▸ Written instruction
Answer these questions using the passage on 8086 microcode below.
1. Which approach does the RISC philosophy take with instructions?
2. In what year did Intel recall the defective Pentium processors?
3. Beginning with which processor could microcode be patched at boot time?

▸ Text section
——————————

I hope you have enjoyed this tour through the depths of 8086 microcode. The effective address calculation in the 8086 uses a combination of microcode and logic circuitry to implement a variety of addressing methods. Special cases make the addressing modes more useful, but make the circuitry more complicated. This shows the CISC (Complex Instruction Set Computer) philosophy of x86, making the instructions complicated but highly functional. In contrast, the RISC (Reduced Instruction Set Computer) philosophy takes the opposite approach, making the instructions simpler but allowing the processor to run faster. RISC vs. CISC was a big debate of the 1980s, but isn't as relevant nowadays.

People often ask if microcode could be updated on the 8086. Microcode was hardcoded into the ROM, so it could not be changed. This became a big problem for Intel with the famous Pentium floating-point division bug. The Pentium chip turned out to have a bug that resulted in rare but serious errors when dividing. Intel recalled the defective processors in 1994 and replaced them at a cost of $475 million. Starting with the Pentium Pro (1995), microcode could be patched at boot time, a useful feature that persists in modern CPUs.

——————————

▸ Provided material

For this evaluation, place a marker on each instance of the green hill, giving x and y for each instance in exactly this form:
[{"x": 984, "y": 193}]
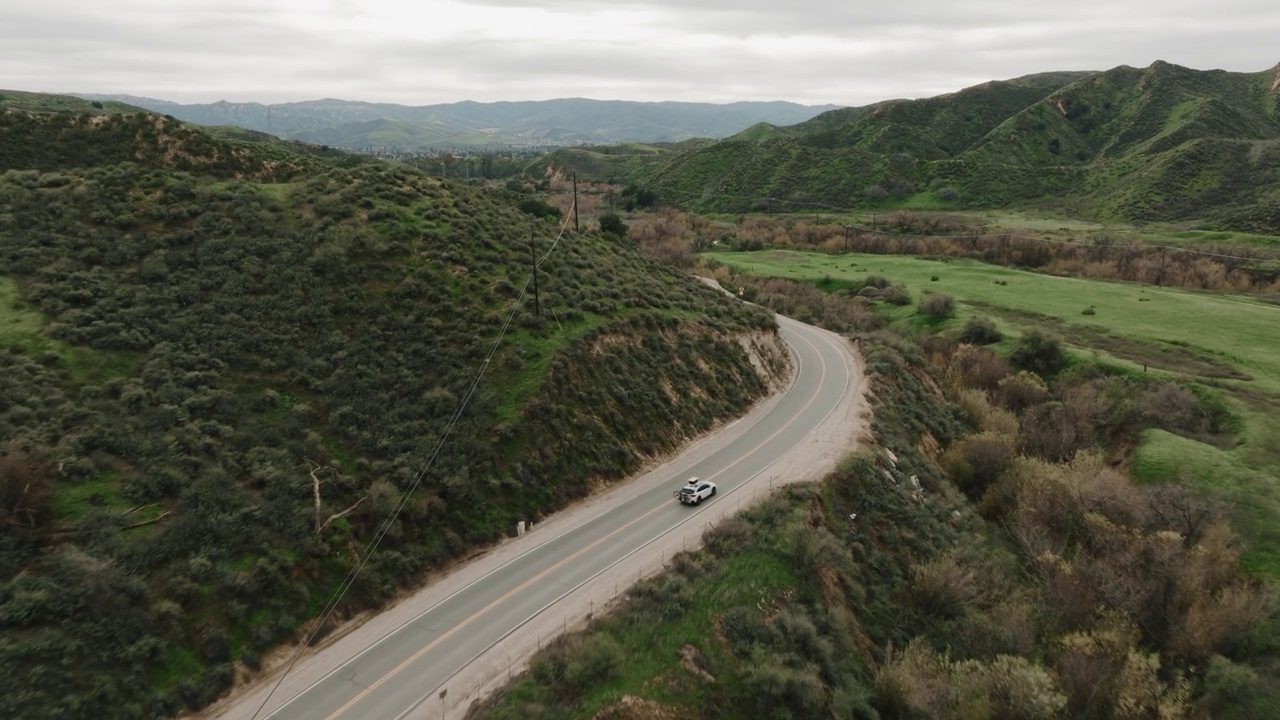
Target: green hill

——————————

▸ Exercise response
1. It makes the instructions simpler but allows the processor to run faster.
2. 1994
3. The Pentium Pro (1995)